**What this task involves**
Copy out every line below that contains the word "black".

**Information provided**
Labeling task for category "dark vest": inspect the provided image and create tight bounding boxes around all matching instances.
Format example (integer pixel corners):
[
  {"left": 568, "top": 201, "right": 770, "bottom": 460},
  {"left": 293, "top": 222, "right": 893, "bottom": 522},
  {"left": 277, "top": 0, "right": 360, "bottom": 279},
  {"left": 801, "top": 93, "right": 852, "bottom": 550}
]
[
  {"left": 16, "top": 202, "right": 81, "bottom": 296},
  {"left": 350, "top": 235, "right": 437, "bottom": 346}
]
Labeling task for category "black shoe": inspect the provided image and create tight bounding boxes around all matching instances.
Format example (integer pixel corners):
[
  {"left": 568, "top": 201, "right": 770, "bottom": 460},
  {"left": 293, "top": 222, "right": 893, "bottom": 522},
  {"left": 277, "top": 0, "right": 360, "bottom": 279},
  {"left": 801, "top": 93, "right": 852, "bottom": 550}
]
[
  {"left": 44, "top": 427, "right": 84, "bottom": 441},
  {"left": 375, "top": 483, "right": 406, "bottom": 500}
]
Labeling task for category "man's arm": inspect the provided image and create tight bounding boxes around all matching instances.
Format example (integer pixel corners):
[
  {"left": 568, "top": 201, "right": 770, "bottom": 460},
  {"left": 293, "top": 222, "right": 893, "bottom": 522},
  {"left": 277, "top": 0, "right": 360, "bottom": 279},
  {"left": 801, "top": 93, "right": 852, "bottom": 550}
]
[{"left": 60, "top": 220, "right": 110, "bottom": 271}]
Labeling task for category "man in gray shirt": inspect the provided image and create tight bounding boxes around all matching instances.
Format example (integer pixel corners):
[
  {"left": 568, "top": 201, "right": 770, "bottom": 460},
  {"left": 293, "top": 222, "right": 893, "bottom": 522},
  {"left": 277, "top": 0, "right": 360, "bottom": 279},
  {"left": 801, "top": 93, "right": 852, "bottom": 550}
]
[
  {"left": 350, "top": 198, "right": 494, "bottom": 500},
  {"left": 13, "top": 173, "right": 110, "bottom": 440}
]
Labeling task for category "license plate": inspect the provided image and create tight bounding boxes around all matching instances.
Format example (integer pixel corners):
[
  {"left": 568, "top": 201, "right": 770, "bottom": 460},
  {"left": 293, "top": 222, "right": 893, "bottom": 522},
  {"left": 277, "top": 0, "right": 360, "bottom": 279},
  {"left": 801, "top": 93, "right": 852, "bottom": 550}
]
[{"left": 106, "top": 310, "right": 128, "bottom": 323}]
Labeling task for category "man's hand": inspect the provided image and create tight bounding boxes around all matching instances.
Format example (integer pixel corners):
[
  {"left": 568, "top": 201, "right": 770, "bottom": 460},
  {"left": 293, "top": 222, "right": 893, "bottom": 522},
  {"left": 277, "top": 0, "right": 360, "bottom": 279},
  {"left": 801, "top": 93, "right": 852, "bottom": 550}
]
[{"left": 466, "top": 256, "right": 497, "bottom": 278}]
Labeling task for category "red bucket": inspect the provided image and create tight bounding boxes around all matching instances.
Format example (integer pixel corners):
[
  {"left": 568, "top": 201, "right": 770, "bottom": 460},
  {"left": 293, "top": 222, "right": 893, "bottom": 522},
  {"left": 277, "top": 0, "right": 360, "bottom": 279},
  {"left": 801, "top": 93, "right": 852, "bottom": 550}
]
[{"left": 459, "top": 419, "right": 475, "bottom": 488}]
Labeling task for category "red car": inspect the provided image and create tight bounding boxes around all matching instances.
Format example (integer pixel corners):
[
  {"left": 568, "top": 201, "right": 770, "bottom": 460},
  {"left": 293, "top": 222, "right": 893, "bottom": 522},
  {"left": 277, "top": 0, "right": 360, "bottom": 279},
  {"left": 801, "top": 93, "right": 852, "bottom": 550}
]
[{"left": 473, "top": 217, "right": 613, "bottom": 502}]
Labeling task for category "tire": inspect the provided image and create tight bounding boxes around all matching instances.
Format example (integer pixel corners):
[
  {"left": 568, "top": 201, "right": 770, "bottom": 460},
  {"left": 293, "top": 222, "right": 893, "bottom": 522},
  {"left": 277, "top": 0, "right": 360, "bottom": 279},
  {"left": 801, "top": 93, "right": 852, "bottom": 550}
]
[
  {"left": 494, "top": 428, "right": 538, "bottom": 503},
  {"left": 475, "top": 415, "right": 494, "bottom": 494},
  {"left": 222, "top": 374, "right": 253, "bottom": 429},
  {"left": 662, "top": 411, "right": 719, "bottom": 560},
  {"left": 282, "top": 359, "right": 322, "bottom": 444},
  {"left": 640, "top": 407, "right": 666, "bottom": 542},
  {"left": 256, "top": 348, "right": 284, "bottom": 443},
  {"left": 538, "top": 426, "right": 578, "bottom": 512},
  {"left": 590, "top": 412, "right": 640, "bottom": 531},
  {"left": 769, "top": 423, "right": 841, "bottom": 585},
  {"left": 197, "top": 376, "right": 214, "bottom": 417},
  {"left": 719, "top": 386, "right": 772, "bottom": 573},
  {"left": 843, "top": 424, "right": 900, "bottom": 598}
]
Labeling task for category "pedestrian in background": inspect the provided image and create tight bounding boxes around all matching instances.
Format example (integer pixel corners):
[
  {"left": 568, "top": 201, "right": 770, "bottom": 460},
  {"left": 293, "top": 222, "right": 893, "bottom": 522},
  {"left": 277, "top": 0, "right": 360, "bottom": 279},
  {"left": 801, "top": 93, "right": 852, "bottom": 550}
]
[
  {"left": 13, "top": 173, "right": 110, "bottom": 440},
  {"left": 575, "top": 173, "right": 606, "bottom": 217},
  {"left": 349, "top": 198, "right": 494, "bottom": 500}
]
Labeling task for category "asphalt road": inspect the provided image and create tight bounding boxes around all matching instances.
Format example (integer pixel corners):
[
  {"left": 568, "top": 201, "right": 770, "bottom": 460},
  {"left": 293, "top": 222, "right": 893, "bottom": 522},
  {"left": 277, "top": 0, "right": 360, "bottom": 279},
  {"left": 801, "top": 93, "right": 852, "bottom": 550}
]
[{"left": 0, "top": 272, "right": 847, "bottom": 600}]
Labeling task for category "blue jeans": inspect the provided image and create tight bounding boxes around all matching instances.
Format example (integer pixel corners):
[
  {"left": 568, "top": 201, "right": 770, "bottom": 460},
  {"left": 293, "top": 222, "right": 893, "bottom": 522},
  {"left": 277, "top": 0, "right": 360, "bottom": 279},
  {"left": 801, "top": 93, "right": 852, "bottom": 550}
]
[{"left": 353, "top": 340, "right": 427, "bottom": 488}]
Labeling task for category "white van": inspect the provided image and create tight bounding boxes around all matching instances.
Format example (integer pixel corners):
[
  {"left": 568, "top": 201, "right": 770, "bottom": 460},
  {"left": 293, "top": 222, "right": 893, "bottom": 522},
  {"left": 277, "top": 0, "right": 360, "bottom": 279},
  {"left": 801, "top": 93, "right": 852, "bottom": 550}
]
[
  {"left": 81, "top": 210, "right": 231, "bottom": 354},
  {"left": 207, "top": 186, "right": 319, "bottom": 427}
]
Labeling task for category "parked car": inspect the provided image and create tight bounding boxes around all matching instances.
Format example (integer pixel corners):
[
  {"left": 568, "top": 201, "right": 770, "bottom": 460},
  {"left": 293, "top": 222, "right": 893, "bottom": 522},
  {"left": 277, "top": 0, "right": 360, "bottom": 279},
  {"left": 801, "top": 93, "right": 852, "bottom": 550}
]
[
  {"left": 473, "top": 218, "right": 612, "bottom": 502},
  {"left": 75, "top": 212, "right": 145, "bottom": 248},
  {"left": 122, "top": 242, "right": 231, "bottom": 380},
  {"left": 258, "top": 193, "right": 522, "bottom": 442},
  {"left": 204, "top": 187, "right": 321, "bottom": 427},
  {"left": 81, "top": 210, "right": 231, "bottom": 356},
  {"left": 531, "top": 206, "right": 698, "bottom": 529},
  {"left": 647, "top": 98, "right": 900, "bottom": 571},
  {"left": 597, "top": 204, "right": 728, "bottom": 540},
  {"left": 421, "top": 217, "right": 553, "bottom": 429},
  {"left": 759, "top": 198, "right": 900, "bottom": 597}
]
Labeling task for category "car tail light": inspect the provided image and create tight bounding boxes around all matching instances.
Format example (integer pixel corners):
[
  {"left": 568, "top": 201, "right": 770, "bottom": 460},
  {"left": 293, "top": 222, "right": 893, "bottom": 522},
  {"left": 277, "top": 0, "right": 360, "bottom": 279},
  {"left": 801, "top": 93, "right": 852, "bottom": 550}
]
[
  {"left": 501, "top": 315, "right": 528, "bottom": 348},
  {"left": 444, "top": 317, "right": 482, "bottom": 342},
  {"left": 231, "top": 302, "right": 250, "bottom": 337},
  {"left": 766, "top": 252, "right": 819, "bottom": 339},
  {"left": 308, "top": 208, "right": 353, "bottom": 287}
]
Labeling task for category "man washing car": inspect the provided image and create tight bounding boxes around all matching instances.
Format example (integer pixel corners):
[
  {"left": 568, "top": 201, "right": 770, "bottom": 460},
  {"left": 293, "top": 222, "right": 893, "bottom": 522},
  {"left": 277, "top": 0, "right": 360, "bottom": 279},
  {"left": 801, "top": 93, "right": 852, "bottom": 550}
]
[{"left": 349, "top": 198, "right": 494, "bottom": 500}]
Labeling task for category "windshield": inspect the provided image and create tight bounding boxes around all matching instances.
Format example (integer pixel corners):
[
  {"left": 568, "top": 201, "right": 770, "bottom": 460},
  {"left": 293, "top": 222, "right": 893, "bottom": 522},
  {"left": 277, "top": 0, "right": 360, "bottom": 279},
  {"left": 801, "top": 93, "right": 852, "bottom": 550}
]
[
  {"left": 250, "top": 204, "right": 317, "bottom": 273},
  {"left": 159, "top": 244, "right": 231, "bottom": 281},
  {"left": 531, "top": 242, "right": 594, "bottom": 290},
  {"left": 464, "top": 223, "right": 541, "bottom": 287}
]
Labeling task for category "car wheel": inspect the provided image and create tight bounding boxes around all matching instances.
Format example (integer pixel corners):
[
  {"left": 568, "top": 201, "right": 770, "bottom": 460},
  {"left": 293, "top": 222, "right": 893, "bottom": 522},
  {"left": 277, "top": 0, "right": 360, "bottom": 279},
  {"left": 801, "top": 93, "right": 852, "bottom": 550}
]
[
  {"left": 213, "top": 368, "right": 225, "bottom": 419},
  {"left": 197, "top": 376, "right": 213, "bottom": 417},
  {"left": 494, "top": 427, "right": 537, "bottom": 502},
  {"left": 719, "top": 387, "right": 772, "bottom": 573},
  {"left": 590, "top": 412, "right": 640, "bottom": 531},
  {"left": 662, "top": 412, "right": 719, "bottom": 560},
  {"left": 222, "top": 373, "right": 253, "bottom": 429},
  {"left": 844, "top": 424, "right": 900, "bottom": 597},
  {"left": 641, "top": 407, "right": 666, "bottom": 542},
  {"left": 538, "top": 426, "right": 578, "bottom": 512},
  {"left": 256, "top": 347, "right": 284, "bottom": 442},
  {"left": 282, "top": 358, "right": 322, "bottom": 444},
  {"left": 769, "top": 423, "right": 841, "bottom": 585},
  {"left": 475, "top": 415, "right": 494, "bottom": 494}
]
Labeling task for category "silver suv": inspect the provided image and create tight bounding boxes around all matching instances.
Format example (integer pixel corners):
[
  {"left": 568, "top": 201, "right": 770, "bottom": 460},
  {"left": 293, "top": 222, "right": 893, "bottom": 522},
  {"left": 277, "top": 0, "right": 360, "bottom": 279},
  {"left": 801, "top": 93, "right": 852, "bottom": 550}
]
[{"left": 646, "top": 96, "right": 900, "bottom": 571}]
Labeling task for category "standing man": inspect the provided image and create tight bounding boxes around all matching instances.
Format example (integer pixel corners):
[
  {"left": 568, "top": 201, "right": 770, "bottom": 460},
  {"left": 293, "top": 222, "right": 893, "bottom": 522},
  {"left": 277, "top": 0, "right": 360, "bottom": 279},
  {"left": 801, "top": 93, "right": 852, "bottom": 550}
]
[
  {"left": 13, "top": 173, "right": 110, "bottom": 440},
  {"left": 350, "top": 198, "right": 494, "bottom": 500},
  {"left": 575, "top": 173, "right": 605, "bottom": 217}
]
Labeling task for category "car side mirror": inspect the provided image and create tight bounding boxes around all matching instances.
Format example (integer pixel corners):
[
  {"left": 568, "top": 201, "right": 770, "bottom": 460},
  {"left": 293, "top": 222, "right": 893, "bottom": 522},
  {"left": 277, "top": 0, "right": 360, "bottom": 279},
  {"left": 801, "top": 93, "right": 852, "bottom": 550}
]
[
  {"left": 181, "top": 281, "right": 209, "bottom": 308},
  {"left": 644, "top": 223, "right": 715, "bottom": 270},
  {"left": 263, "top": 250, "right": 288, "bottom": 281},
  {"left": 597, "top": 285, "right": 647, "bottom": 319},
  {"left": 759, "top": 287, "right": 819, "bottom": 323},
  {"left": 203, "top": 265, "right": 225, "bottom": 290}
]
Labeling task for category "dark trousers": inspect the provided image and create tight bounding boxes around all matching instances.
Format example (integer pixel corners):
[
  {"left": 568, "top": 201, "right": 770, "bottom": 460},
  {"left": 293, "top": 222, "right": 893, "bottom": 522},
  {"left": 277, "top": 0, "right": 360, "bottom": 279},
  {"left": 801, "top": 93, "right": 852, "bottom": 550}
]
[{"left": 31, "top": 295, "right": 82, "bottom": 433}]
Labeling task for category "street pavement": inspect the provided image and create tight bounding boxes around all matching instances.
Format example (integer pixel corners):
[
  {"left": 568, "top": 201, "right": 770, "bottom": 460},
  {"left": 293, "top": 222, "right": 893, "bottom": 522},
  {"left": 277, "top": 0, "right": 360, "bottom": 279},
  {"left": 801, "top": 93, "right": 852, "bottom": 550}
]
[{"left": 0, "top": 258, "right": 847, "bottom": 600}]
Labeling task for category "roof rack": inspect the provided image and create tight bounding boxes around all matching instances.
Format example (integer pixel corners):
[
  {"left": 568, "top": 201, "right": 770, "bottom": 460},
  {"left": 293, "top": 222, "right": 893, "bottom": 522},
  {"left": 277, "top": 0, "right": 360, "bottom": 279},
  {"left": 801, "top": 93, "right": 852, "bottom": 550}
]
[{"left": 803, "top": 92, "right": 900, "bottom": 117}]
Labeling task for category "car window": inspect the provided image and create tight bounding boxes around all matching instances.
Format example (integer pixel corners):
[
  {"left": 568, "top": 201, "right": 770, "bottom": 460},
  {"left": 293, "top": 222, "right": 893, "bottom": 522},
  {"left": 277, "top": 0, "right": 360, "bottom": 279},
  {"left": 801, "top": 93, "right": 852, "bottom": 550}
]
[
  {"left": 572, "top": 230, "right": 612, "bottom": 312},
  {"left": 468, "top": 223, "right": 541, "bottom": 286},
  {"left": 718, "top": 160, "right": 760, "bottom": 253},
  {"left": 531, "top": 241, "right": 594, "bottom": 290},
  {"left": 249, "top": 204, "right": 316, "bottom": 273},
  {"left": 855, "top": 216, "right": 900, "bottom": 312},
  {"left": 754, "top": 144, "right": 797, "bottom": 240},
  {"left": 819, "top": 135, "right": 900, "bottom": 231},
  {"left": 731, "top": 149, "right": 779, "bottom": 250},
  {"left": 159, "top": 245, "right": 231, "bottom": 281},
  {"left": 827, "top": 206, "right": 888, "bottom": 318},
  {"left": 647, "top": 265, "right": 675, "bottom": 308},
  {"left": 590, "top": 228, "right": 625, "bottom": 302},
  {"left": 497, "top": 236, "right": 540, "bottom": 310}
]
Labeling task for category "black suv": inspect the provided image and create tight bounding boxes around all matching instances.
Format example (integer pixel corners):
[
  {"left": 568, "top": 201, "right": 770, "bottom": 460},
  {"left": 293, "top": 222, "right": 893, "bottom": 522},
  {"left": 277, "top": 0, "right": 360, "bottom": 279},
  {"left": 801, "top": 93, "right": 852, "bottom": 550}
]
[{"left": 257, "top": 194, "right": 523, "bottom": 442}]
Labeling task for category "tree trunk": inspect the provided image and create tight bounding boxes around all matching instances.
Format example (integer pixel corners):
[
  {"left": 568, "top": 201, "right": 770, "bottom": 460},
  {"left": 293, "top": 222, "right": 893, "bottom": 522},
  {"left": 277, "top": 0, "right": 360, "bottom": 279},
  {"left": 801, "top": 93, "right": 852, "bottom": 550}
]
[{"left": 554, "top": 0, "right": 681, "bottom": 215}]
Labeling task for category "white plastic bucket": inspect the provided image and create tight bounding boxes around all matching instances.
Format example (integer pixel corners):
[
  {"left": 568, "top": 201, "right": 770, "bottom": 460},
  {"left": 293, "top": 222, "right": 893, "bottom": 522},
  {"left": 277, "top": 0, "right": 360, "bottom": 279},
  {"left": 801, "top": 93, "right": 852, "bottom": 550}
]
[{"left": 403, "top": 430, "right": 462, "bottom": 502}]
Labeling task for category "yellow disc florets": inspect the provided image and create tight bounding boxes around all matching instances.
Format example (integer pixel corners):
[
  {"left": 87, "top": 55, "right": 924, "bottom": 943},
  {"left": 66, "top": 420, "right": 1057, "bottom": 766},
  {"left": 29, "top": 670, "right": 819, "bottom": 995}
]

**Response to this exercise**
Labeling task for category "black shoe": inspect the provided image and create tight bounding boxes around all matching instances.
Labeling task for category "black suv": inspect the provided image and create tight bounding boxes around all matching instances.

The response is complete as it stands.